**SHORT TASK**
Gather every line from the items below that contains the word "ceiling". The match is case-sensitive.

Point annotation dataset records

——

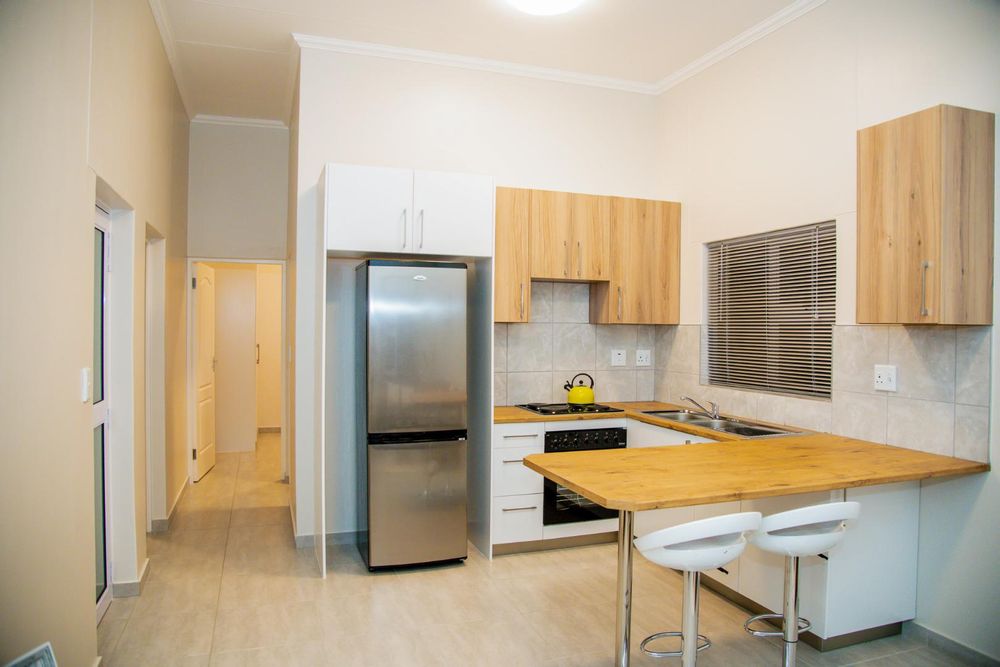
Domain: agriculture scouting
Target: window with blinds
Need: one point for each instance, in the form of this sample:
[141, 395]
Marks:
[771, 310]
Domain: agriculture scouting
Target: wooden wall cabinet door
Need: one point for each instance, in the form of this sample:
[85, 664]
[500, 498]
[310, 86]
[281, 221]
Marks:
[511, 268]
[925, 218]
[645, 265]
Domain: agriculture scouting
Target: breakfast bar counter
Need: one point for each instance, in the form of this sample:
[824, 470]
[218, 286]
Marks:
[630, 480]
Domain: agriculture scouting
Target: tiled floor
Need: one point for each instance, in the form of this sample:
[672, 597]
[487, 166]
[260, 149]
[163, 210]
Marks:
[227, 587]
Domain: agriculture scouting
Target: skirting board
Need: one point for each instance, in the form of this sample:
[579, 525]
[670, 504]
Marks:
[968, 656]
[130, 589]
[163, 525]
[818, 643]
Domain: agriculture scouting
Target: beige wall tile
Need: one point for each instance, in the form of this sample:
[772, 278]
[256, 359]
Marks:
[861, 416]
[927, 426]
[615, 385]
[616, 337]
[573, 347]
[529, 347]
[856, 350]
[972, 432]
[541, 302]
[972, 365]
[533, 387]
[570, 302]
[499, 348]
[925, 362]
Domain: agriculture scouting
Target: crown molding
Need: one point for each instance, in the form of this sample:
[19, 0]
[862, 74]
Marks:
[240, 122]
[167, 37]
[469, 62]
[723, 51]
[738, 43]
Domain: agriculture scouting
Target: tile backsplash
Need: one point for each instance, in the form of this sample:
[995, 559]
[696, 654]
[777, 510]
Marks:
[941, 405]
[533, 361]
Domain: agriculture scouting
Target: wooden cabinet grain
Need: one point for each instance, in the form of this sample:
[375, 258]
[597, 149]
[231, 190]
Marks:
[645, 265]
[925, 218]
[511, 265]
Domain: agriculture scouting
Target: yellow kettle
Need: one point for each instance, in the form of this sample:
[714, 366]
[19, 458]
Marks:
[579, 394]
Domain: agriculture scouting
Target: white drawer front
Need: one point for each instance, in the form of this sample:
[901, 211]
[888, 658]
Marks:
[519, 435]
[517, 518]
[510, 476]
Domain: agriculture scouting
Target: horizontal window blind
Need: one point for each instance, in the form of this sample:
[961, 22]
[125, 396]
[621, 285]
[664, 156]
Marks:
[771, 310]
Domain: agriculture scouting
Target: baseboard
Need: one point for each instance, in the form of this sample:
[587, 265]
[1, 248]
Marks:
[963, 653]
[817, 642]
[130, 589]
[554, 543]
[163, 525]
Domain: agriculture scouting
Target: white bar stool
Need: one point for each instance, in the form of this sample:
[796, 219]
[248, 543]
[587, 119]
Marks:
[805, 531]
[693, 548]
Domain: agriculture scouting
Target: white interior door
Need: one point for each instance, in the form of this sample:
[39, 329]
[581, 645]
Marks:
[204, 372]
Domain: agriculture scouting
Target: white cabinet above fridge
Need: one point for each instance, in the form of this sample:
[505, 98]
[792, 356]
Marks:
[406, 211]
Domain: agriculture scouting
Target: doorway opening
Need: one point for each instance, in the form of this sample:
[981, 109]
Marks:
[237, 367]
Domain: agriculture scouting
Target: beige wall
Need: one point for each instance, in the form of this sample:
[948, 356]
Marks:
[73, 64]
[268, 312]
[238, 191]
[766, 139]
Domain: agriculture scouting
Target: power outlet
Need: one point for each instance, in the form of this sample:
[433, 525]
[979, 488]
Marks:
[885, 377]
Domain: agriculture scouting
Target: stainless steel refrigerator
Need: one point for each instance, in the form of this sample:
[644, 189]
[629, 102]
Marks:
[412, 411]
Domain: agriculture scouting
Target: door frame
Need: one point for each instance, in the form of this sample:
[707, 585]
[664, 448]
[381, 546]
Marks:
[192, 430]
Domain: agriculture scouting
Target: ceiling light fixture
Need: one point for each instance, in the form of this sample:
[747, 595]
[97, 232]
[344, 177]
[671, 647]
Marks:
[545, 7]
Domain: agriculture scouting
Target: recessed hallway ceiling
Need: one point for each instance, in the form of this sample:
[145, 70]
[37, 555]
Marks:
[234, 57]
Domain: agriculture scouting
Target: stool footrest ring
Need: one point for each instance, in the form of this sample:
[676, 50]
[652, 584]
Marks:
[803, 625]
[671, 654]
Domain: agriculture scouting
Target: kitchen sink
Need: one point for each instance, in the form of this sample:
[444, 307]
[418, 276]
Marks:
[677, 415]
[723, 424]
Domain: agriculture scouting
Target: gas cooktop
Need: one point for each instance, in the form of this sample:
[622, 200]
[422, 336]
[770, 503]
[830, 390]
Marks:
[567, 408]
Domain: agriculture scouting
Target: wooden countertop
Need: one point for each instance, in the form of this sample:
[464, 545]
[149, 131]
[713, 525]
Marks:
[732, 469]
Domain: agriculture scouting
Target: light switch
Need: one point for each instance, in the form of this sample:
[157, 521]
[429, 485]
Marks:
[885, 377]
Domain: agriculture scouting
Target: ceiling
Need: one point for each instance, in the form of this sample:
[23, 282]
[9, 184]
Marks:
[235, 57]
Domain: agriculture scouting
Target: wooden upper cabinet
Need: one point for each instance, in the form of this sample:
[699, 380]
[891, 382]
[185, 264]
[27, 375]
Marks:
[511, 268]
[925, 218]
[645, 265]
[570, 235]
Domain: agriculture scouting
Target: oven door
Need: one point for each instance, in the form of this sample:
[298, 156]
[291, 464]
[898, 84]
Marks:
[562, 505]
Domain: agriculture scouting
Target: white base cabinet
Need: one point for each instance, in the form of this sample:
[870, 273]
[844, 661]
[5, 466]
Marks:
[388, 210]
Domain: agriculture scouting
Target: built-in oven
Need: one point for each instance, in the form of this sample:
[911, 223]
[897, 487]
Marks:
[563, 505]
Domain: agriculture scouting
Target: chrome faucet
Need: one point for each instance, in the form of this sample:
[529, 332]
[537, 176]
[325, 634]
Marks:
[713, 413]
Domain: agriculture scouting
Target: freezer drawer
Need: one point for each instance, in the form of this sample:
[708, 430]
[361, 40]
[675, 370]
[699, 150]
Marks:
[416, 502]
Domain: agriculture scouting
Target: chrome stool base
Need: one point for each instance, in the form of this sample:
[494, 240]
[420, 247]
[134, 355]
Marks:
[671, 654]
[803, 625]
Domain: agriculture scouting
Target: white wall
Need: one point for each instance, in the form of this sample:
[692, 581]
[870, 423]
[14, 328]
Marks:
[268, 327]
[766, 139]
[236, 366]
[238, 191]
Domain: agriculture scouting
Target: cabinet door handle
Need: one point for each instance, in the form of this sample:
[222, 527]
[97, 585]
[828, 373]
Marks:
[923, 288]
[421, 245]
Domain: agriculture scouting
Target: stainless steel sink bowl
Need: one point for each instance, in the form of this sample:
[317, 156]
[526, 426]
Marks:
[677, 415]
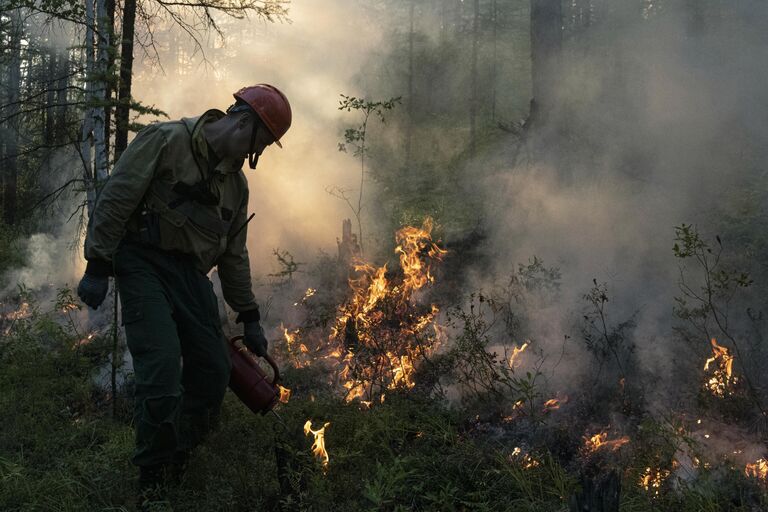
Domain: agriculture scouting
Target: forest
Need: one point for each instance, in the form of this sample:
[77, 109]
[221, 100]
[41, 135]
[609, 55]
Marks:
[510, 256]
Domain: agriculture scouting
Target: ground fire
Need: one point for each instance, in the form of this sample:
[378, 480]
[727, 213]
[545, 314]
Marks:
[318, 445]
[719, 370]
[382, 331]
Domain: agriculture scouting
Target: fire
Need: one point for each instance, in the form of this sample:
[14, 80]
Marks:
[83, 341]
[721, 380]
[291, 338]
[554, 403]
[309, 293]
[524, 459]
[285, 394]
[382, 332]
[513, 362]
[758, 470]
[24, 311]
[318, 447]
[600, 440]
[652, 479]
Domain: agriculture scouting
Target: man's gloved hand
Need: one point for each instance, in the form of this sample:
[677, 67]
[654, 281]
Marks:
[255, 339]
[93, 290]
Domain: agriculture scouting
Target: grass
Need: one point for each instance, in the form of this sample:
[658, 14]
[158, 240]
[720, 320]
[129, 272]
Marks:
[61, 450]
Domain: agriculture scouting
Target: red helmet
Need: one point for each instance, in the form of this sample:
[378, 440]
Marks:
[271, 105]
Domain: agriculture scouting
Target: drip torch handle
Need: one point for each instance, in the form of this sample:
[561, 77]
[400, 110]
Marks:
[267, 358]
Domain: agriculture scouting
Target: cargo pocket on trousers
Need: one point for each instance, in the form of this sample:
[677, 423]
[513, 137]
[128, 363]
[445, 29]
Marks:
[134, 323]
[131, 313]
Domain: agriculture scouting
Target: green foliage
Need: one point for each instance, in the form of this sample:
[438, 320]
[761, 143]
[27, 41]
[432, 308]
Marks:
[355, 136]
[60, 450]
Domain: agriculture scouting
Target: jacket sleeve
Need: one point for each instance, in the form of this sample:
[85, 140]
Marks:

——

**TASK RESPONSE**
Target: ceiling light fixture
Target: recessed hallway ceiling
Target: ceiling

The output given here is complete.